Dataset entries
○ ○ ○ ○ ○ ○ ○

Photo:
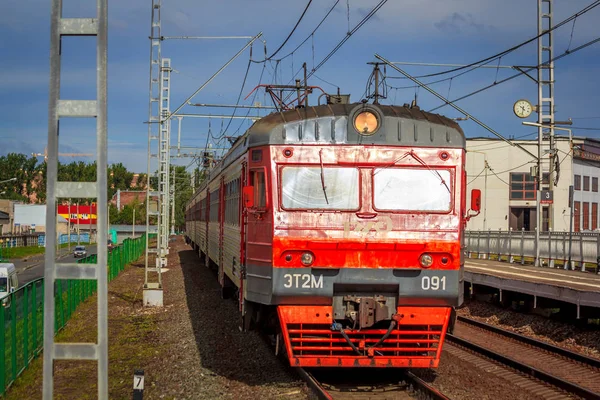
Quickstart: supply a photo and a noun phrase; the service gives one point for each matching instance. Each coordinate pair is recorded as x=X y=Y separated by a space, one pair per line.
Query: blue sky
x=434 y=31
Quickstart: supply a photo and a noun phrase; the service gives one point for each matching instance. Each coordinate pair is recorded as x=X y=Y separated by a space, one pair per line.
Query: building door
x=522 y=218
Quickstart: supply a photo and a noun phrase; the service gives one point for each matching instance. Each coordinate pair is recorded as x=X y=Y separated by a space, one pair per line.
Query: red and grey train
x=342 y=224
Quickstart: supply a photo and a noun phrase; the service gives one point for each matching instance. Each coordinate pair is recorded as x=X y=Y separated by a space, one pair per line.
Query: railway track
x=368 y=384
x=561 y=371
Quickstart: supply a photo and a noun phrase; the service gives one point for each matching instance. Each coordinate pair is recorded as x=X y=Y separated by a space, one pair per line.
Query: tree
x=24 y=169
x=118 y=178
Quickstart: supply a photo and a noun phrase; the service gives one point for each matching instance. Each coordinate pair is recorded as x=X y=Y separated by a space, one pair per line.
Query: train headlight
x=307 y=258
x=426 y=260
x=366 y=123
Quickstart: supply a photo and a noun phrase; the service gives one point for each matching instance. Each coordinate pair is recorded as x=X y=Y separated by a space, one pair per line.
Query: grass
x=22 y=252
x=132 y=344
x=132 y=329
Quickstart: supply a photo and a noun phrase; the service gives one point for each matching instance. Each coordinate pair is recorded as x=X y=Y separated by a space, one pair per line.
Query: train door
x=258 y=233
x=221 y=231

○ ○ ○ ○ ○ ○ ○

DESCRIPTION OF THE TASK:
What is needed is a word-for-word copy of the data above, free of any images.

OUTPUT FOR THIS EXERCISE:
Photo:
Quickstart: supply a photo and a noun phrase; the service gives one point for each matching instance. Each coordinate pair is recorded as x=X y=Y separated by a space, one pair per line.
Query: blue sky
x=434 y=31
Quickstart: supply a photo and a noun phrase; the service gives one point for each matching instance. Each coordinate pair is recorded as x=X y=Y separated by a space, one pair per line.
Query: building door
x=522 y=218
Quickstart: supply a photo and a noun phrase; the service gives one point for each matching instance. Each coordinate pair is recorded as x=X y=Y separated by a space, one pair per line.
Query: red and grey train
x=342 y=224
Quickstart: supply a photo and a noun phrase; the service gives one point for each matching instance. Each coordinate pair is recorded as x=X y=Y separated by a space, one pair per line.
Query: railway track
x=368 y=384
x=561 y=371
Quickstart: supply a photo and a noun phrase; the service gives one point for each matching instance. Each coordinate pair is recorded as x=X y=Y separated by a space, one pair per line.
Query: tree
x=24 y=169
x=118 y=178
Quickstart: supply a photo and a noun phrase; the service gives one point for each matching instance. Each coordinate pair is recorded as x=X y=Y separated by a space, one pair per line.
Query: train headlight
x=307 y=258
x=426 y=260
x=366 y=123
Quickstart: supply a photo and a noun phrase; the service gives one point for each matching instance. Each coordinate pair is recorded as x=X y=Y separated by a space, one pair per line.
Query: grass
x=22 y=252
x=132 y=344
x=132 y=329
Quickstart: supply a photo and a noun phrase; the service gives one point for each matching instance. Each coordinate pair is recorded as x=X y=Y separated by a space, one pair per line.
Query: train door
x=258 y=233
x=221 y=231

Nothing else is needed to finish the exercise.